### CONSEGNA
Prosegui il brano sullo spettacolo L'Heure Exquise al Ravenna Festival, riprendendo dopo la sua ultima frase.

### ESTRATTO DELLA PAGINA
________________________________________

Messo in scena in prima nazionale al Ravenna Festival dallʼétoile Alessandra Ferri e dal Primo ballerino dell’Hamburg Ballet, Carsten Jung, LʼHeure Exquise è un evento che somma in sé notevoli coincidenze e anniversari che rendono la sua rappresentazione unica.

 

Innanzi tutto è un tributo a Carla Fracci, scomparsa lo scorso 27 maggio, da parte della Ferri che la omaggia con la ripresa di un’opera creata da Bejart espressamente per lei nel 1998. È anche uno spettacolo con cui lʼétoile festeggia i suoi quarant’anni di carriera, iniziata nelle fila del Royal Ballet, arricchendo il suo carnet di ruoli femminili âgées dopo Virginia Woolf, Eleonora Duse, Léa di Chérie e ora Winnie de LʼHeure Exquise.



© Silvia Lelli


Senza contare che questa messinscena cade nel sessantesimo anno dalla stesura di Giorni felici e, non ultimo, avviene nel settimo centenario della morte di Dante Alighieri che Ravenna celebra con questo festival e con l’inaugurazione del nuovo Museo Dante. Dunque una première che “transumana”, ovvero va oltre la contingenza per essere qualcosa di più e lasciare il segno.

________________________________________

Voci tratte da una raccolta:
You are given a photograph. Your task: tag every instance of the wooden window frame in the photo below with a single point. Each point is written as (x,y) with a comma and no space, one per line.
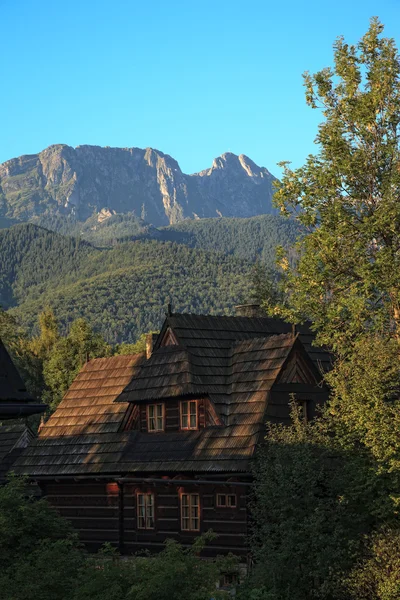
(153,505)
(188,428)
(303,404)
(218,502)
(148,417)
(190,518)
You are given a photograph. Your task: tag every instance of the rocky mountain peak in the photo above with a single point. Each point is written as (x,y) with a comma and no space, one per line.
(83,181)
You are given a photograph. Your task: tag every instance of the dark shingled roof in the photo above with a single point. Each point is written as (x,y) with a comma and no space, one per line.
(215,333)
(85,435)
(13,439)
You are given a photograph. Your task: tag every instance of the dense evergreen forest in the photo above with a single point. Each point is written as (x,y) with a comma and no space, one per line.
(123,290)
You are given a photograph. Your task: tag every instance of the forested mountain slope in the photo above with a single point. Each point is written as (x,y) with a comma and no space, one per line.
(122,291)
(251,239)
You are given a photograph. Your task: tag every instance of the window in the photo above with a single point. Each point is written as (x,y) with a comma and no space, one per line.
(230,580)
(155,417)
(226,500)
(145,511)
(189,415)
(190,512)
(303,410)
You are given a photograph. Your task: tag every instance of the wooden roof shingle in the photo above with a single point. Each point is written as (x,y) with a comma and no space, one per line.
(234,361)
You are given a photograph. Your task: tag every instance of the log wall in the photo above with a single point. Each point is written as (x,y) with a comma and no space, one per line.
(102,512)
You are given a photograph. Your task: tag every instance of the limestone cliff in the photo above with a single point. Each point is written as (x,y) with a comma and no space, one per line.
(85,180)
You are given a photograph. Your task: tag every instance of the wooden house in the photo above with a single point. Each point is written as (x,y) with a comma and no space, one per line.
(160,445)
(15,403)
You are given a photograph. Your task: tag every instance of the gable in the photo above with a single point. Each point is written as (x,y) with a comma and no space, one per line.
(297,369)
(169,338)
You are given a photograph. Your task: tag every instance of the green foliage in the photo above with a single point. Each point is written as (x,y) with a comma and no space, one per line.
(252,239)
(39,554)
(67,357)
(347,277)
(327,494)
(136,348)
(377,575)
(123,291)
(313,503)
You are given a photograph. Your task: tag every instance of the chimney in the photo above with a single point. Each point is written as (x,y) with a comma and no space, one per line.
(249,310)
(150,341)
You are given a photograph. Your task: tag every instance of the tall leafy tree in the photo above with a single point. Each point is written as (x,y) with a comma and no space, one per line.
(323,491)
(68,356)
(347,276)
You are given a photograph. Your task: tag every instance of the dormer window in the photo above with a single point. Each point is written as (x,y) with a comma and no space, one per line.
(189,414)
(155,417)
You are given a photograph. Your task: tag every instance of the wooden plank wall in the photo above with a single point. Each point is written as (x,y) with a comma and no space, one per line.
(93,509)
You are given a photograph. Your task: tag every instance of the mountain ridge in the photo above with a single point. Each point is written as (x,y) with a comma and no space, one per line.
(86,180)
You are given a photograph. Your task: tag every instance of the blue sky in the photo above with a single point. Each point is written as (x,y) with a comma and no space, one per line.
(192,78)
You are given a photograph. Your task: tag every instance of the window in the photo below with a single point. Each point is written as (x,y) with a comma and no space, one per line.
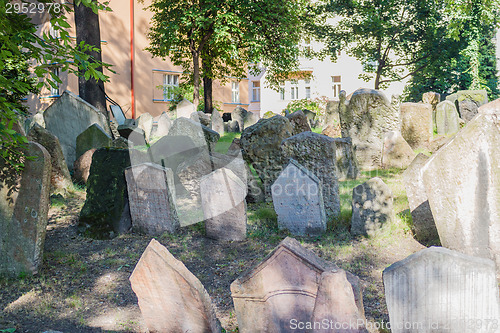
(294,90)
(256,91)
(235,92)
(336,85)
(170,81)
(54,91)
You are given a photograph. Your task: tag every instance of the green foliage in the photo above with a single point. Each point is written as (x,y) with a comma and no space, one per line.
(20,46)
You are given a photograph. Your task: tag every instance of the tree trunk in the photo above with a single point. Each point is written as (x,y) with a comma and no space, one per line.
(87,30)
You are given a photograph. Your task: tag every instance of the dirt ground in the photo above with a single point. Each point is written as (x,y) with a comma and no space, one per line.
(83,284)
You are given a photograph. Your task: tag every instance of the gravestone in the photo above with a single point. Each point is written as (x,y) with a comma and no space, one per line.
(69,116)
(217,123)
(60,178)
(170,297)
(260,145)
(416,123)
(224,206)
(282,288)
(366,119)
(446,118)
(101,215)
(93,137)
(396,152)
(462,182)
(371,207)
(423,221)
(439,290)
(151,197)
(145,122)
(299,122)
(24,207)
(184,109)
(318,154)
(347,165)
(298,201)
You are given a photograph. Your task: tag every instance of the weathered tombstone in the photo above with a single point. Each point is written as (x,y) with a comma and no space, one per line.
(93,137)
(69,116)
(423,221)
(281,290)
(151,197)
(298,201)
(396,152)
(145,122)
(439,290)
(170,297)
(299,122)
(347,165)
(238,115)
(462,182)
(366,119)
(371,207)
(224,206)
(260,145)
(217,123)
(24,207)
(416,123)
(335,307)
(101,215)
(184,109)
(446,118)
(60,178)
(318,154)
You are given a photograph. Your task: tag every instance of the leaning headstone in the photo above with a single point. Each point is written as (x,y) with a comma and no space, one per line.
(69,116)
(318,154)
(101,215)
(371,207)
(347,165)
(299,122)
(423,221)
(216,122)
(439,290)
(396,152)
(60,178)
(282,289)
(145,122)
(224,206)
(184,109)
(462,182)
(366,119)
(93,137)
(446,118)
(151,197)
(170,297)
(260,145)
(416,123)
(24,207)
(298,201)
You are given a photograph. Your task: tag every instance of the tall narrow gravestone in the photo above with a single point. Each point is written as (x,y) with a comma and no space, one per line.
(298,201)
(170,297)
(24,206)
(151,194)
(439,290)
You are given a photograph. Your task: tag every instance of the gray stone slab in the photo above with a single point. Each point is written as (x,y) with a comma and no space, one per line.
(439,290)
(151,196)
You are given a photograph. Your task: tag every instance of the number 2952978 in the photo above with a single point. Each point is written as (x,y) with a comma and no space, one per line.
(32,8)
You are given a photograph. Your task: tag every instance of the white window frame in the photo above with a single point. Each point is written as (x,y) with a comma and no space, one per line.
(170,82)
(235,92)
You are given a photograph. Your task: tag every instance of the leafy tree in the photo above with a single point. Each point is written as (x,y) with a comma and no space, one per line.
(387,36)
(217,39)
(20,47)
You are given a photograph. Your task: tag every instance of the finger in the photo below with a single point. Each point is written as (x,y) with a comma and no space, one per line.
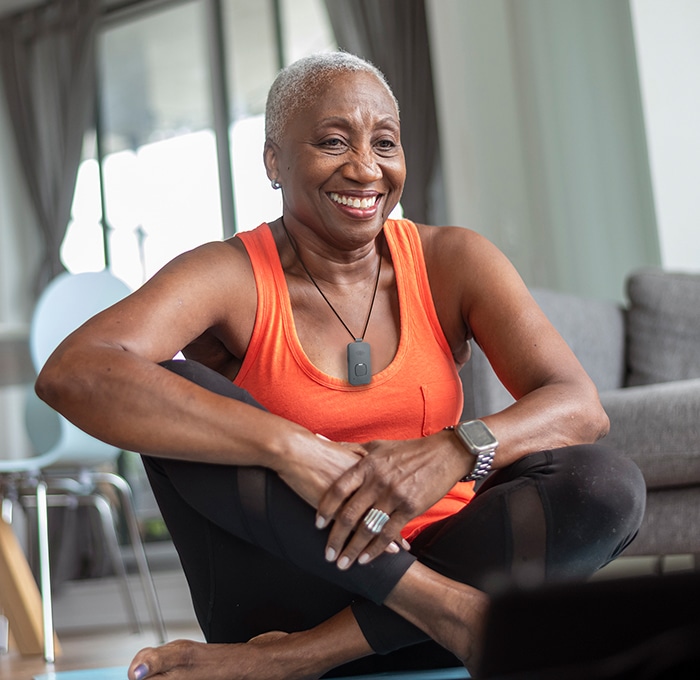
(337,494)
(365,545)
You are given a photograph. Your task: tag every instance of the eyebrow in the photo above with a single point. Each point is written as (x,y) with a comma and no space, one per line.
(386,121)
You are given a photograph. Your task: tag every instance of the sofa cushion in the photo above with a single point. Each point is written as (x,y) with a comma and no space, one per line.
(663,327)
(657,426)
(595,331)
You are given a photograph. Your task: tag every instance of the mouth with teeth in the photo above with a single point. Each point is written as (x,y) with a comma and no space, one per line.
(355,202)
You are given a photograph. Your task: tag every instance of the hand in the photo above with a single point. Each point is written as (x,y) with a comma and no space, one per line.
(318,463)
(401,478)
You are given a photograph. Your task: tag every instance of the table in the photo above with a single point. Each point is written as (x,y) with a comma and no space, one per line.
(19,595)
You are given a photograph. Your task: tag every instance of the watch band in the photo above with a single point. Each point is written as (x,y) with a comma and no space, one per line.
(481,443)
(484,462)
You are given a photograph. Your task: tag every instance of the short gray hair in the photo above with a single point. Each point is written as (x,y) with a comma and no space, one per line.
(297,85)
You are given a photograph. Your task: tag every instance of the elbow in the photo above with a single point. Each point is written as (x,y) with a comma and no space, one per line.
(53,382)
(597,420)
(48,385)
(602,423)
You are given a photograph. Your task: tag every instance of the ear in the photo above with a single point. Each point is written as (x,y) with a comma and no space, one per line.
(271,160)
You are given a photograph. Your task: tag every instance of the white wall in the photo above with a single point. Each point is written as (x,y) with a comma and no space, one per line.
(667,38)
(543,139)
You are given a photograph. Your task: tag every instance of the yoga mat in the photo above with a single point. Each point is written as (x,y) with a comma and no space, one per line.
(119,673)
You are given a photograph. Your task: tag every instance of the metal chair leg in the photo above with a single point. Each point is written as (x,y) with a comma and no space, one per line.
(109,533)
(126,498)
(42,514)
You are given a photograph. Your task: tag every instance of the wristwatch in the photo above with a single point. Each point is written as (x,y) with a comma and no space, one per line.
(481,443)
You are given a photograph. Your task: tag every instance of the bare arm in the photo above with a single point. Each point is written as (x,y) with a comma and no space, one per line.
(105,377)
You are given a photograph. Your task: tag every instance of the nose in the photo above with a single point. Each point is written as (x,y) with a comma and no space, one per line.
(363,167)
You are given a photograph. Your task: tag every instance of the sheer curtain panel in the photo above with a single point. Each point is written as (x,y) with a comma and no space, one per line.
(47,60)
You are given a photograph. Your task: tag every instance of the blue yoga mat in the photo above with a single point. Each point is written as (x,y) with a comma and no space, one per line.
(119,673)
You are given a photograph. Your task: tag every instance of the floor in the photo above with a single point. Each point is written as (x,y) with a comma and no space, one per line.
(97,646)
(105,648)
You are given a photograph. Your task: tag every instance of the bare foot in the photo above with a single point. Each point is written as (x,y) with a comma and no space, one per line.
(272,656)
(451,613)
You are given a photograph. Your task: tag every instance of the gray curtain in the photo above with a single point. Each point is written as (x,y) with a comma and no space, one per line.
(47,60)
(393,35)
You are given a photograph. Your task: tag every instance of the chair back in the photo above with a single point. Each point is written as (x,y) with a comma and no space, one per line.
(67,302)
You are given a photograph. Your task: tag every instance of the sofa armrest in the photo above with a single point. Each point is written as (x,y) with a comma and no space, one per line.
(658,427)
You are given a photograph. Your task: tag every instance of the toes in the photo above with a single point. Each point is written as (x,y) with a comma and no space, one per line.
(154,661)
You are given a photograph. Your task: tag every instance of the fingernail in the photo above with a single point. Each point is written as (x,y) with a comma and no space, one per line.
(141,671)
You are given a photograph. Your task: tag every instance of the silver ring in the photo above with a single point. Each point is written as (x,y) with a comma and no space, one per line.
(375,520)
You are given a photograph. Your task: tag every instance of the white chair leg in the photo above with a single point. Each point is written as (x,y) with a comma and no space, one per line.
(126,499)
(109,534)
(42,514)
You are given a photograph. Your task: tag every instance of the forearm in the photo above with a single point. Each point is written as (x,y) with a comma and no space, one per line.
(550,417)
(137,405)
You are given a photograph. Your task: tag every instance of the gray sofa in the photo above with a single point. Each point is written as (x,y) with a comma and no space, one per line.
(645,360)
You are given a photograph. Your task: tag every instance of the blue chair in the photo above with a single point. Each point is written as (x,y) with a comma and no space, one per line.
(68,464)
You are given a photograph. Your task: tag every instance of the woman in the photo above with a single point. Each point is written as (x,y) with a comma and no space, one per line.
(324,515)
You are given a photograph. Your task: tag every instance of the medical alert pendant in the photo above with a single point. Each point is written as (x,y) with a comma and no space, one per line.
(359,366)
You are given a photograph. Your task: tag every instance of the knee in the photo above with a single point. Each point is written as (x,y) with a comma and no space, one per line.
(610,482)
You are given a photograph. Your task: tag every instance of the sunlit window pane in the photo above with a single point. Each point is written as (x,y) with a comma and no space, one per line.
(306,28)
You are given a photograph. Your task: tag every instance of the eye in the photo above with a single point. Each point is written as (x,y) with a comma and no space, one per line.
(334,144)
(386,145)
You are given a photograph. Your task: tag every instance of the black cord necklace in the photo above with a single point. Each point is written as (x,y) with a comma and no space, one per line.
(358,351)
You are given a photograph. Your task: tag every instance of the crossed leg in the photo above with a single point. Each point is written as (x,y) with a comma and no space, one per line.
(430,598)
(452,614)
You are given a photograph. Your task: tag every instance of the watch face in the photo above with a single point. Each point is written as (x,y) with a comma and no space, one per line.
(478,434)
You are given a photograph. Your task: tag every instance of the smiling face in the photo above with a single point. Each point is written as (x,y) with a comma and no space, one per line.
(340,160)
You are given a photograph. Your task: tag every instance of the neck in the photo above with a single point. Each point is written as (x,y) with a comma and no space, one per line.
(333,266)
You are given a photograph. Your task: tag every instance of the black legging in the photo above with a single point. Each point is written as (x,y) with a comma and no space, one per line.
(254,560)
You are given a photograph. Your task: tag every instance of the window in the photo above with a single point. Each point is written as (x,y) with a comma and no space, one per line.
(157,188)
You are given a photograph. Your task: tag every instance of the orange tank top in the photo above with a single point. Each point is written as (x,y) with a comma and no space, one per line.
(418,394)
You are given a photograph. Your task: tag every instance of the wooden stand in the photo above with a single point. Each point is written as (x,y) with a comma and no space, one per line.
(19,595)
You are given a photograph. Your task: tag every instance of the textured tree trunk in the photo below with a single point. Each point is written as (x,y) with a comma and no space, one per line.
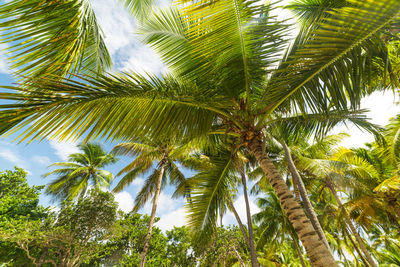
(237,256)
(239,221)
(296,244)
(317,251)
(153,215)
(352,228)
(306,200)
(254,261)
(356,248)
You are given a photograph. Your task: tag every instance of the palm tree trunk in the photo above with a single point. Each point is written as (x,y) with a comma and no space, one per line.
(296,244)
(352,228)
(152,216)
(254,261)
(239,221)
(356,248)
(319,254)
(303,192)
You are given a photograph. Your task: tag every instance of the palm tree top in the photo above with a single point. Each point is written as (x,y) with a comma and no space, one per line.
(80,172)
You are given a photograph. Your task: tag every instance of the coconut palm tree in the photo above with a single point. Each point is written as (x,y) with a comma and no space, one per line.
(81,171)
(165,157)
(232,68)
(273,224)
(214,188)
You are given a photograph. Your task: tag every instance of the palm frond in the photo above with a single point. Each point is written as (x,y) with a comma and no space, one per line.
(148,190)
(53,37)
(304,126)
(236,41)
(125,106)
(209,190)
(321,56)
(139,8)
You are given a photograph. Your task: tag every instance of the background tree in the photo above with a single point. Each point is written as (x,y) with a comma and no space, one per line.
(81,171)
(165,156)
(19,203)
(70,237)
(180,247)
(232,79)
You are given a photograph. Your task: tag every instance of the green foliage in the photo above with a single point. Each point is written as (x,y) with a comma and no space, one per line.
(73,235)
(18,200)
(126,246)
(82,170)
(19,203)
(227,248)
(180,247)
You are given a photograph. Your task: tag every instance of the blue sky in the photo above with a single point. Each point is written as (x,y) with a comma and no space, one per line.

________________________________________

### RISPOSTA FINALE
 

LʼHeure Exquise nasce drammaturgicamente da Variazioni sul tema di Samuel Beckett “Oh, les beaux jours”, con una modalità compositiva mutuata da celebri compositori autori di variazioni su partiture precedenti: ad esempio Brahms su tema di Haydn, Chopin su Mozart, Beethoven su Diabelli. E non si tratta – per usare le parole dello stesso Béjart – «di un adattamento danzato ma di un lavoro di composizione fedele allo spirito» “beckettiano” nel contesto, però, di una creatività «astratta e coreografica». Una mise en danse accompagnata dalle musiche di Webern, Mahler, Mozart, Lehár, e scandita dalle parole della protagonista e dal marcato silenzio che contraddistingue questa «liturgia» della visione danzata.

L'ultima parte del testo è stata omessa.